→ **Source extract**:
Hide Me Among The Graves

Hide Me Among The Graves

Hide Me Among the Graves As soon as I saw Jeff Miller’s mention of Tim Power’s latest, Hide Me Among The Graves, a sequel to his 1989 book The Stress of Her Regard, I went out (metaphorically) and snagged an e-copy. I’ve been a Powers fan since the ’80’s, and pick up anything new whenever I happen to run across it.

Jeff describes it as a “vampire” story, which is not incorrect, but it’s also pretty much entirely misleading. Powers’ vampires are identified with the Nephilim of the book of Genesis; there’s more of stone than of flesh about them, and they have a tendency to get fixated on individual human beings. The thing is, they don’t usually kill their immediate victims, the ones they fixate on; but they are jealous and tend to kill anyone loved by their victims. This makes them hard to live with.

→ **Actions to take**:
- 1) Rewrite the stretch of the review from "Hide Me Among the Graves As" through "run across it.", substituting "paperback copy" for "e-copy".
- 2) According to the review, which earlier book is Hide Me Among The Graves a sequel to?

→ **Dataset extract**:
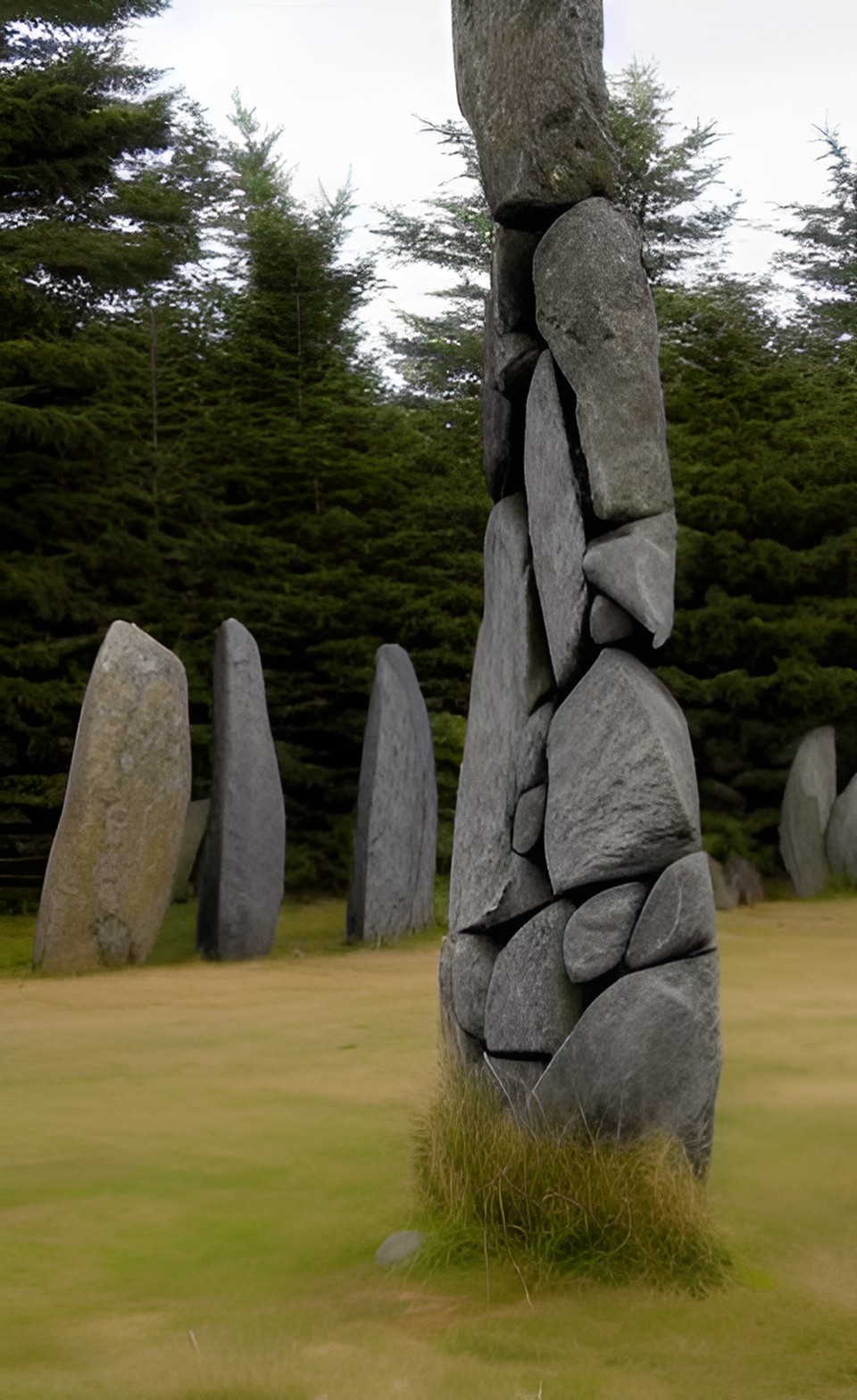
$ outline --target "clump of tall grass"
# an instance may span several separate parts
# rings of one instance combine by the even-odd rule
[[[414,1127],[413,1165],[427,1264],[504,1257],[534,1282],[585,1274],[690,1292],[727,1274],[704,1184],[678,1142],[524,1124],[486,1075],[448,1056]]]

→ **Solutions to the exercise**:
- 1)
Hide Me Among the Graves As soon as I saw Jeff Miller’s mention of Tim Power’s latest, Hide Me Among The Graves, a sequel to his 1989 book The Stress of Her Regard, I went out (metaphorically) and snagged an paperback copy. I’ve been a Powers fan since the ’80’s, and pick up anything new whenever I happen to run across it.

- 2) The Stress of Her Regard, published in 1989.